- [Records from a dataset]
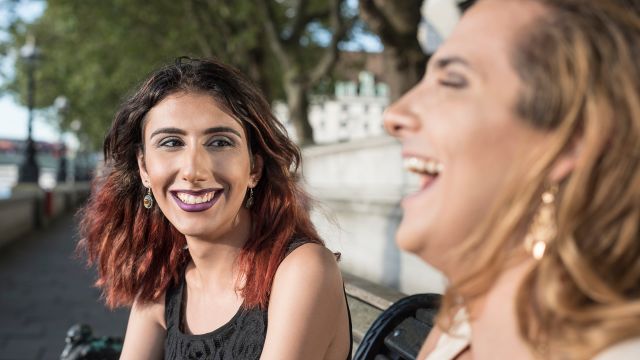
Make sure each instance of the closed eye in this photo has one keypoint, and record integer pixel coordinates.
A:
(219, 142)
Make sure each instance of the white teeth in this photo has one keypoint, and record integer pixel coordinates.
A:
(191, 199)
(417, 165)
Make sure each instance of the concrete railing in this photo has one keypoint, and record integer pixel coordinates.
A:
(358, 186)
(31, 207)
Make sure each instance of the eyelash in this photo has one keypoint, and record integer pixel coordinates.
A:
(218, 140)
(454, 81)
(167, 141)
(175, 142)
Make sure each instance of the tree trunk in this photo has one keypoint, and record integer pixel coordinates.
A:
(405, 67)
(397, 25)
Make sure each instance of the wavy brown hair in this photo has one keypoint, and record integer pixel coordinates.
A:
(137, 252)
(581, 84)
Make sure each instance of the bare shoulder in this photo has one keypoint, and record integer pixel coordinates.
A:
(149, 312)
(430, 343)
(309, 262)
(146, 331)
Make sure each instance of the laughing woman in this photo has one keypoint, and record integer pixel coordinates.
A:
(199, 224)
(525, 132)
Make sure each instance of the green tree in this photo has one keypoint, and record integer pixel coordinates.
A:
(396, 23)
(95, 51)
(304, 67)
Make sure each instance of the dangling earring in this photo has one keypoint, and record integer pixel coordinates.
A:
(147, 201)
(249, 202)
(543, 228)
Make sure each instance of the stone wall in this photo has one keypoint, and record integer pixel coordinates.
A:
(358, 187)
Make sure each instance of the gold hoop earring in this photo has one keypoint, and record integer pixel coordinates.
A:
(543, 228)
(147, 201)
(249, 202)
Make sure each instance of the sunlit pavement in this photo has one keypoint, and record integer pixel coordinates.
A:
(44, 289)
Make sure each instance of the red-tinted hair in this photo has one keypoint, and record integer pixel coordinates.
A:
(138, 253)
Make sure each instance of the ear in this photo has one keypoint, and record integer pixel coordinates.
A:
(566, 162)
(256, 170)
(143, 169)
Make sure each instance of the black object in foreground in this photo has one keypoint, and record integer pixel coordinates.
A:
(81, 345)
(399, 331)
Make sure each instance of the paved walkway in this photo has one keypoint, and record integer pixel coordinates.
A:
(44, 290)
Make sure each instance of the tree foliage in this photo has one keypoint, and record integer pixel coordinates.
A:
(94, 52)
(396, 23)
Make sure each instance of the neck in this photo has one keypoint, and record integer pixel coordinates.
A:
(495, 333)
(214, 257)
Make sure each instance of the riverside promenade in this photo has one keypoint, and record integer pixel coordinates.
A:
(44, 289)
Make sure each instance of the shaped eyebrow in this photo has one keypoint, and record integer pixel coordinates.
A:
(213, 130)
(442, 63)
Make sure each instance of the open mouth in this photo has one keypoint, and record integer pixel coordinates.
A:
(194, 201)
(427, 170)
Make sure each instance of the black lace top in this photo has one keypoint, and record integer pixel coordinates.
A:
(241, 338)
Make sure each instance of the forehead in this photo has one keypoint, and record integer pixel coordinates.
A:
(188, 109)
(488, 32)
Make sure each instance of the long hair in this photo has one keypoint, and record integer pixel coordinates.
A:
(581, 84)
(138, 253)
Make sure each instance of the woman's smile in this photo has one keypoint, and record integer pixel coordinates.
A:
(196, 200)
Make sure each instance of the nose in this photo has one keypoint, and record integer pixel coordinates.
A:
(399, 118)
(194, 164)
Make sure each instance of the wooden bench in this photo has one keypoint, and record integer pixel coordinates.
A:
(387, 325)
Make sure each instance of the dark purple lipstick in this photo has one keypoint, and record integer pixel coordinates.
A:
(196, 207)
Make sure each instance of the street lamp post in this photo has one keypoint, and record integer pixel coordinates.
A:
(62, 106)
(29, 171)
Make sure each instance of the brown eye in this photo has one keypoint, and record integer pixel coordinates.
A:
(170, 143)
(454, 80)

- [What the task requires] Compute how many lines of the records above hold the string "earring". Give the number with no other output.

- [Result] 2